- _Vorgegebener Text_
Die erst- bis drittmitbeteiligten Parteien führten in ihrer Stellungnahme aus, dass die Gewährung einer aufschiebenden Wirkung für sie einen unverhältnismäßigen Nachteil darstellen würde. Diese Mitbeteiligten führen auch aus, dass die von den Beschwerdeführern behauptete Gefahr von Hangrutschungen und Schäden an ihrem Grundstück in den Verfahrensergebnissen des Verwaltungsverfahrens und auch im Vorverfahren beim Verwaltungsgerichtshof keine Deckung finde. Die Beschwerdeführer hätten keinerlei Bescheinigungsmittel vorgelegt, die ihre Behauptungen stützen würden. Aus technischer Sicht stelle sich die Hangsituation des vorliegenden Bauprojektes keineswegs als außerordentlich kritische geologische Gegebenheit dar. Das Gelände sei nicht einmal besonders steil. Bauvorhaben an derartigen Hängen würden nach dem Stand der Technik tagtäglich ohne Gefährdung von Nachbargrundstücken realisiert, weshalb die mitbeteiligten Parteien die Befürchtungen der hangseitig oberhalb angrenzenden Nachbarn und Beschwerdeführer nicht nachvollziehen könnten. Im Fall einer - wie vorliegend entsprechend der Bescheidauflagen - ausreichenden Baugrubensicherung seien Rutschungen im Zuge der Bauführung auszuschließen. Es werde auf das geotechnische Gutachten von B & Partner Ingenieurgemeinschaft für Geotechnik vom verwiesen.

- _Ihre Aufgabe_
Liste alle Substantive aus dem Text über die Stellungnahme der Mitbeteiligten auf, die mit „Bau“ beginnen. Gib sie in der Reihenfolge und Form an, in der sie dort vorkommen.

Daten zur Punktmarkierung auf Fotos
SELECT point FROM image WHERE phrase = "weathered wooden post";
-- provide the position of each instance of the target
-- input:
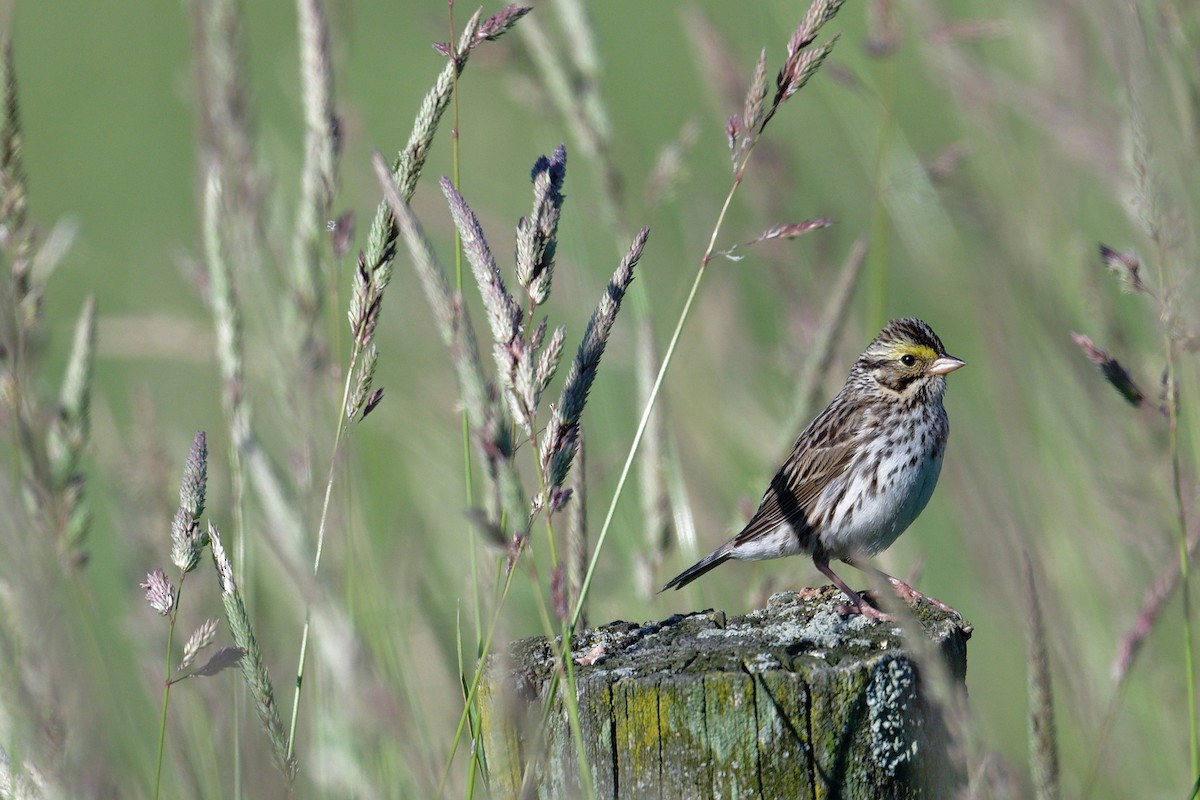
(791, 701)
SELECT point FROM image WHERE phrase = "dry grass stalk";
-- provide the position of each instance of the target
(318, 176)
(51, 438)
(1113, 371)
(577, 534)
(1043, 738)
(1153, 603)
(562, 433)
(253, 669)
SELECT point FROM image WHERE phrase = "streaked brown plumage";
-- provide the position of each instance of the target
(862, 470)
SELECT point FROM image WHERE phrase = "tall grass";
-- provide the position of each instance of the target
(971, 161)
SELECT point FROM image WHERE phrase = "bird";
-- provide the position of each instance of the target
(862, 471)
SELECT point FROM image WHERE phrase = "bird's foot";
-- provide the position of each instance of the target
(912, 596)
(859, 606)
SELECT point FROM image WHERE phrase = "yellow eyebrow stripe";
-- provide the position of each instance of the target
(922, 352)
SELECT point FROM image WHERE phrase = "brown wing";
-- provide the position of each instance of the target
(820, 455)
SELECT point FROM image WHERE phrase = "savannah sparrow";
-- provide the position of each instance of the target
(862, 471)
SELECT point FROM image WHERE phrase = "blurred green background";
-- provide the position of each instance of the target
(983, 154)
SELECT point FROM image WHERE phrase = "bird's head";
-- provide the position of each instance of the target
(907, 359)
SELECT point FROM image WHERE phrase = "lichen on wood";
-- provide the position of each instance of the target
(793, 699)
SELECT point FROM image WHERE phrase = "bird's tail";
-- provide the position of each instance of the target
(718, 557)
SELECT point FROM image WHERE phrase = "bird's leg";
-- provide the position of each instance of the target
(857, 603)
(904, 591)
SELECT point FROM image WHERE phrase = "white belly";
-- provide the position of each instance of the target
(874, 519)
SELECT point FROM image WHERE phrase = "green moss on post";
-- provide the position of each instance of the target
(789, 701)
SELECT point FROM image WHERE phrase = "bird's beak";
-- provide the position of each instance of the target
(945, 365)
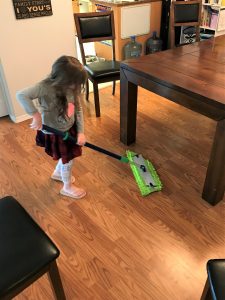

- _Richtige Ausgabe_
Bauprojektes, Bauvorhaben, Baugrubensicherung, Bauführung